» **WRITTEN EXERCISE**
How many lines of the listing below contain the word "trunk"? Reply with the number alone.

» **RECORDS PROVIDED**
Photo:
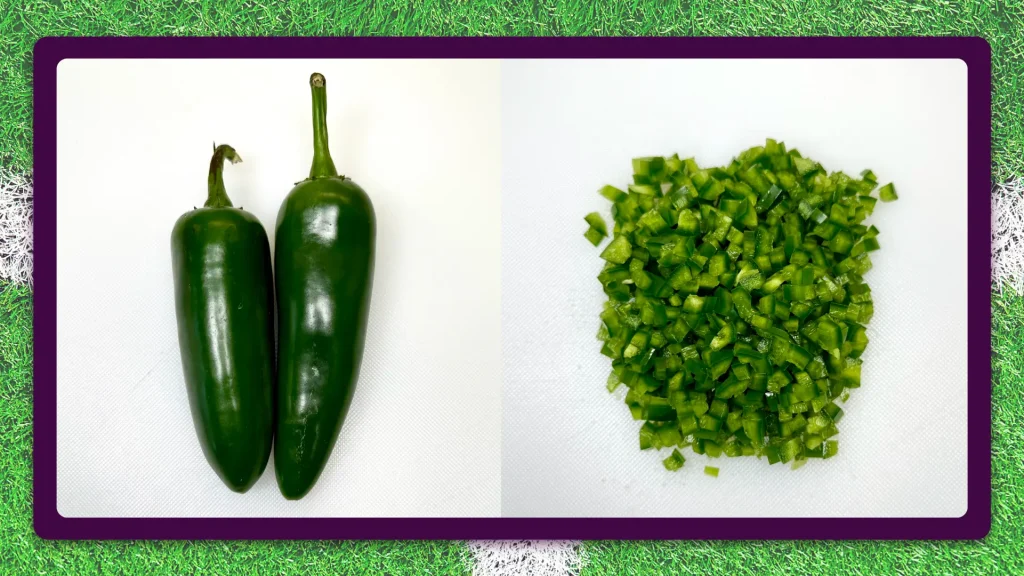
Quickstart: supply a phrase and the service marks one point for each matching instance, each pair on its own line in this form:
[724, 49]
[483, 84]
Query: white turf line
[534, 558]
[1008, 237]
[15, 228]
[512, 558]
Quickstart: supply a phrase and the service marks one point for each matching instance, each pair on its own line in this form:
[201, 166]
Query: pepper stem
[217, 196]
[323, 165]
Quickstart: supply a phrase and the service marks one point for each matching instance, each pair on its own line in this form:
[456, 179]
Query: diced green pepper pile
[736, 301]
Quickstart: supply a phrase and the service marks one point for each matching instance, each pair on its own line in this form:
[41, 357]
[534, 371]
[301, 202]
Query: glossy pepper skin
[223, 289]
[324, 261]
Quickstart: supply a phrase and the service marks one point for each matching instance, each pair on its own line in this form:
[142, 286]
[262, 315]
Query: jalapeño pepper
[223, 292]
[324, 261]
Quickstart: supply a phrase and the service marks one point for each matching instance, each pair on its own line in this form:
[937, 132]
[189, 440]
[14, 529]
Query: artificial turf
[1001, 23]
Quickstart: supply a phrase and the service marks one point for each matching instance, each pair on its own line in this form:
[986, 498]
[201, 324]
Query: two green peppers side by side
[323, 276]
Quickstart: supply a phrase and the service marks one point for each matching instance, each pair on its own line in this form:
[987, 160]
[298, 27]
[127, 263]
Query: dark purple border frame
[975, 524]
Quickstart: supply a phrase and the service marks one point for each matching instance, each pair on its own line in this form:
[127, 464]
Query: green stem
[323, 165]
[217, 197]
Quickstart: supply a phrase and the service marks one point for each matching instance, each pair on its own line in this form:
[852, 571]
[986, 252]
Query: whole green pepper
[324, 262]
[223, 289]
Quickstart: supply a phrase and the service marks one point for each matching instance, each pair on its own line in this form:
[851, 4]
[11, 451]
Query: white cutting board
[569, 449]
[423, 435]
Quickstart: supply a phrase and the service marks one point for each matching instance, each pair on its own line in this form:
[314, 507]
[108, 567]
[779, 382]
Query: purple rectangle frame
[975, 52]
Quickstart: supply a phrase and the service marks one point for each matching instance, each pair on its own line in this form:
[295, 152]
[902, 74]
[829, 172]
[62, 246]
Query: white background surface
[569, 127]
[134, 142]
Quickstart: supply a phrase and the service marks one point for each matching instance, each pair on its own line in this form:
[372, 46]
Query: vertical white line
[15, 228]
[1008, 236]
[534, 558]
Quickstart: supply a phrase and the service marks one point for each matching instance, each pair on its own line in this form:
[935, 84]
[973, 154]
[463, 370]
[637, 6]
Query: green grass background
[1001, 23]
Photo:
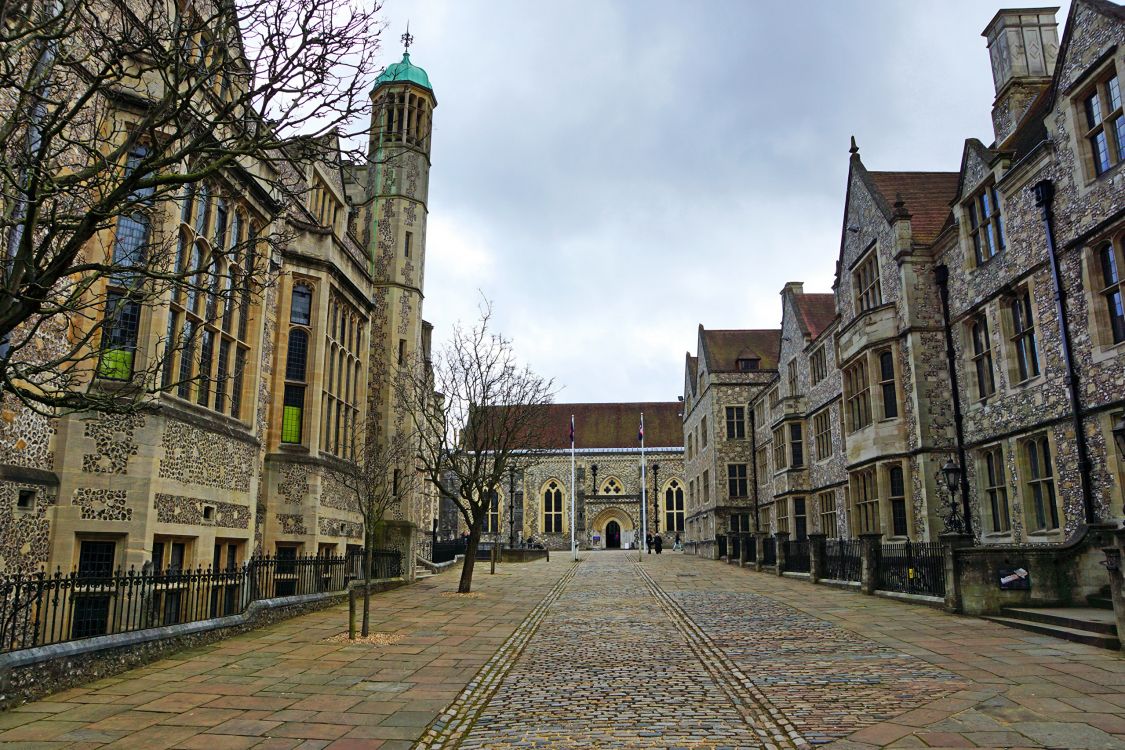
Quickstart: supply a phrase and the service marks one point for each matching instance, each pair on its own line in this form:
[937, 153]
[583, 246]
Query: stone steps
[1089, 625]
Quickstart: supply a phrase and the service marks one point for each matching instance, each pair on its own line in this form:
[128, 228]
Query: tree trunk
[367, 583]
[470, 559]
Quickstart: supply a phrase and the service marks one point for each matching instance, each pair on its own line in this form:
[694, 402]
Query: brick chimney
[1023, 44]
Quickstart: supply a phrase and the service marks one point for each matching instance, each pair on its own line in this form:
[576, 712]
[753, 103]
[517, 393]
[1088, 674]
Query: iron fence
[41, 608]
[768, 551]
[842, 559]
[797, 556]
[446, 551]
[911, 568]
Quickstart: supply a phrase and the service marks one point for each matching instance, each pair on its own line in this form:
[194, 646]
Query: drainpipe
[942, 273]
[1044, 192]
[754, 463]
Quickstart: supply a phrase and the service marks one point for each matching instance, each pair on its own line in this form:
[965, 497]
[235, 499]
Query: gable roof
[721, 349]
[613, 425]
[816, 312]
[927, 196]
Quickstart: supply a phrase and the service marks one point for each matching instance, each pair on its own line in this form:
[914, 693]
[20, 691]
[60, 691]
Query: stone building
[975, 322]
[608, 479]
[266, 397]
[729, 369]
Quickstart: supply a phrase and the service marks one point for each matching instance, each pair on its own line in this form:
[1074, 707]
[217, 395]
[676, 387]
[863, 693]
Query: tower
[398, 186]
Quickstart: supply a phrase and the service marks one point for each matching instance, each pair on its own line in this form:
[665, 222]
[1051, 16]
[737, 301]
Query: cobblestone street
[671, 652]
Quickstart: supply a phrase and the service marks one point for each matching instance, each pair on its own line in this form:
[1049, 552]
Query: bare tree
[115, 117]
[381, 477]
[484, 418]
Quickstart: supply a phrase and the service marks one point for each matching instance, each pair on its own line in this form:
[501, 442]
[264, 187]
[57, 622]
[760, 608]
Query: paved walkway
[673, 652]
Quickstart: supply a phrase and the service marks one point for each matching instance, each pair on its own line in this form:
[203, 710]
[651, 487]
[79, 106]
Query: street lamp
[511, 506]
[951, 473]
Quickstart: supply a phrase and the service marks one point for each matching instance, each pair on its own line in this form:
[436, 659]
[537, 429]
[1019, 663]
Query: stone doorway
[613, 535]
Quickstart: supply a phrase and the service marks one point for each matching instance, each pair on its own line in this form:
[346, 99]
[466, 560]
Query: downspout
[1044, 192]
[754, 464]
[942, 273]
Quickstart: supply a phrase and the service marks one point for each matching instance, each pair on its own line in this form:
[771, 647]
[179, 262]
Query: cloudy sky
[612, 174]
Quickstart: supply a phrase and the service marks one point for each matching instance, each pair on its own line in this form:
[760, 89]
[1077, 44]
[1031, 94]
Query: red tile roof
[817, 312]
[926, 195]
[722, 349]
[613, 425]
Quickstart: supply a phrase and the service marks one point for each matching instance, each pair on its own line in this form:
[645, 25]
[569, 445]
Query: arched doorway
[613, 535]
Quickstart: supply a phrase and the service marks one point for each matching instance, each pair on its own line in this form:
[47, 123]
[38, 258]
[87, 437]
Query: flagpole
[574, 491]
[644, 496]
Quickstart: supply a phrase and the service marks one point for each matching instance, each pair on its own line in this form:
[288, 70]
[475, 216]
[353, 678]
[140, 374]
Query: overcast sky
[612, 174]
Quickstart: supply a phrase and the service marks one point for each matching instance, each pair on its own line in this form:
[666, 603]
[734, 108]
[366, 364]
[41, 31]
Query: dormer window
[869, 292]
[986, 225]
[1104, 122]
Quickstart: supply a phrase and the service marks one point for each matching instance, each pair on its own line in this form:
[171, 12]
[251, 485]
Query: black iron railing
[768, 551]
[842, 559]
[797, 557]
[42, 608]
[911, 568]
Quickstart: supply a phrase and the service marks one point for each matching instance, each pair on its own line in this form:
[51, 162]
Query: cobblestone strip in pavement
[770, 723]
[449, 728]
[894, 675]
[609, 669]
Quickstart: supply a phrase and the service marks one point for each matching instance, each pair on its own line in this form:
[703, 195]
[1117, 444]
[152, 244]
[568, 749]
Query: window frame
[867, 285]
[1108, 122]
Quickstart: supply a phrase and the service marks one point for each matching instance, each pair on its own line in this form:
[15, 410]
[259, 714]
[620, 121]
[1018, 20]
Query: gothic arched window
[674, 506]
[552, 507]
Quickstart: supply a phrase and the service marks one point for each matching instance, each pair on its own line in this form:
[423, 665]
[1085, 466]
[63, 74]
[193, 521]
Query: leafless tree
[114, 116]
[485, 417]
[381, 477]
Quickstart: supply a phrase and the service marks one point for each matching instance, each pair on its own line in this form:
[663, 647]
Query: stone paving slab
[285, 686]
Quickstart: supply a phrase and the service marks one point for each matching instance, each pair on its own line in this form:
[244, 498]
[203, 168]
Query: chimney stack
[1023, 44]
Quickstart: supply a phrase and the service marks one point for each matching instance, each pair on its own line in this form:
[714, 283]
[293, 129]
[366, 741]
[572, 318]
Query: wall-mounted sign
[1015, 579]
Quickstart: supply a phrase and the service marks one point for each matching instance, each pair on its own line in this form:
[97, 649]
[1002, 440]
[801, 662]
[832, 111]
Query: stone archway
[623, 534]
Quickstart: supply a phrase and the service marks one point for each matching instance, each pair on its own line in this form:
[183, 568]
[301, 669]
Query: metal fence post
[782, 538]
[817, 552]
[951, 543]
[870, 544]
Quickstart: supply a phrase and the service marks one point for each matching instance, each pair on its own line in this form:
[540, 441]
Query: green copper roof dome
[404, 72]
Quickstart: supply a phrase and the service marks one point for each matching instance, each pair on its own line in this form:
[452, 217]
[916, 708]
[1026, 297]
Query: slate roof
[613, 425]
[927, 197]
[723, 348]
[817, 312]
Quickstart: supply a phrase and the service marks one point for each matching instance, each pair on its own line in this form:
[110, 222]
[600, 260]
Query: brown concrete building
[263, 400]
[975, 322]
[729, 369]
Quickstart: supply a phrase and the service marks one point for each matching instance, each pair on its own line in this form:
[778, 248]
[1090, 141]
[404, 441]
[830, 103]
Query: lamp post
[954, 522]
[511, 507]
[1119, 436]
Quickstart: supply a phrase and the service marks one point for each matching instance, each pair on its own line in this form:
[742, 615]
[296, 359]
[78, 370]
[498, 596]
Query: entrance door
[613, 535]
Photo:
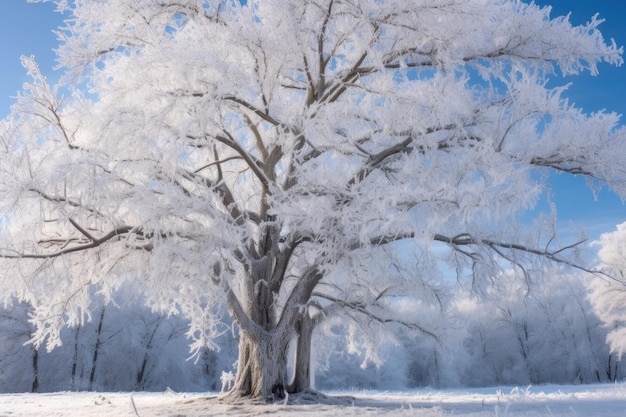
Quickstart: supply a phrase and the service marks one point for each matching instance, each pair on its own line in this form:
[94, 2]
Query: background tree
[278, 159]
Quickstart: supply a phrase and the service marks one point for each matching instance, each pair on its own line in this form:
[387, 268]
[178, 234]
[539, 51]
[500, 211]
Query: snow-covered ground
[606, 400]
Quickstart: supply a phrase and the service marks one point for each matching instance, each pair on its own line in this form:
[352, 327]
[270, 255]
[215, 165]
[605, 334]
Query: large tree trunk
[302, 367]
[261, 367]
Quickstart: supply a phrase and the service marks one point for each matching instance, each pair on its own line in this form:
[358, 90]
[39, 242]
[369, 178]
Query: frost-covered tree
[281, 160]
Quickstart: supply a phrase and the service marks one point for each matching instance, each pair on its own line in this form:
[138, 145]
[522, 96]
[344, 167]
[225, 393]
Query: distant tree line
[509, 335]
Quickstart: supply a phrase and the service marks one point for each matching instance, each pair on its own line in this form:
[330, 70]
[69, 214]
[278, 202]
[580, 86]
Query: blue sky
[27, 30]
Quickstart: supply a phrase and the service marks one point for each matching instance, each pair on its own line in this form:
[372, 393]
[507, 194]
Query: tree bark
[302, 367]
[261, 366]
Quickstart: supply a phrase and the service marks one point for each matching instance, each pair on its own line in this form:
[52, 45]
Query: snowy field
[606, 400]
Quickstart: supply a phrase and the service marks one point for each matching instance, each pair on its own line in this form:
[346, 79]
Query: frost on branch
[287, 161]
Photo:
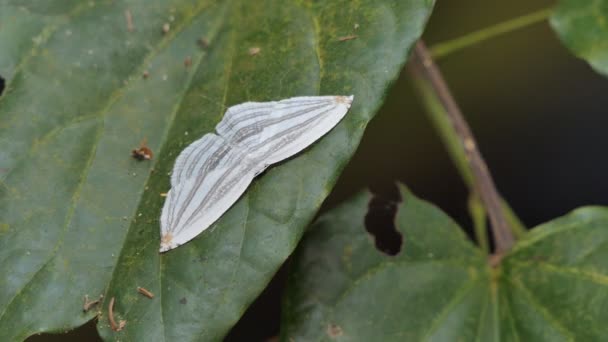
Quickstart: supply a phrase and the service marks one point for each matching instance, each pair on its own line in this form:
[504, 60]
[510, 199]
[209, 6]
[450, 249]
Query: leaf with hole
[88, 81]
[553, 286]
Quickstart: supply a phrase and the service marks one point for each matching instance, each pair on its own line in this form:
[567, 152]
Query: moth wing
[193, 157]
[271, 133]
[197, 201]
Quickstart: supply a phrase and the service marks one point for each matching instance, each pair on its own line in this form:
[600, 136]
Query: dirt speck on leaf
[334, 331]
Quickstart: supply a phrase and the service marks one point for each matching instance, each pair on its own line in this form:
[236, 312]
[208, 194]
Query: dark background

» **OUTPUT**
2